- Problem statement -
Reproduce every entry word for word.
[[ Data shown, beginning ]]
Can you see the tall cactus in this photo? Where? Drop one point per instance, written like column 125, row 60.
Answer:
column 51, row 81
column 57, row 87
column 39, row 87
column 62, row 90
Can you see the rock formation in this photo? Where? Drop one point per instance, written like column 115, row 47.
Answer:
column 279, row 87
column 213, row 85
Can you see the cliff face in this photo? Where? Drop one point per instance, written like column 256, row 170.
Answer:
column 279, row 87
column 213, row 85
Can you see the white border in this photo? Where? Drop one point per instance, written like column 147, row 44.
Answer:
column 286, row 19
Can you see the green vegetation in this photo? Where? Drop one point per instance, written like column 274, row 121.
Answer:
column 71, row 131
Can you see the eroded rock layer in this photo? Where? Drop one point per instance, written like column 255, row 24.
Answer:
[[ Data shown, end ]]
- Written response -
Can you see the tall cactus in this photo? Where? Drop one point per instance, written like column 125, row 60.
Answer:
column 51, row 81
column 57, row 87
column 39, row 87
column 62, row 90
Can you see the rock formation in this photo? Where? Drop one point per instance, written like column 115, row 47.
Answer:
column 279, row 87
column 213, row 85
Can you see the cliff face in this photo? Where? Drop one point per instance, written like column 256, row 170.
Answer:
column 279, row 87
column 213, row 85
Can you see the white border in this photo? Where? Drop one point per instance, written like column 147, row 44.
Answer:
column 286, row 19
Can you see the green vegetation in this photo? Where? Drop one point per instance, written like column 274, row 121.
Answer:
column 71, row 131
Can you see the eroded rock layer in this photo? Where? Drop one point per instance, written like column 255, row 24.
Answer:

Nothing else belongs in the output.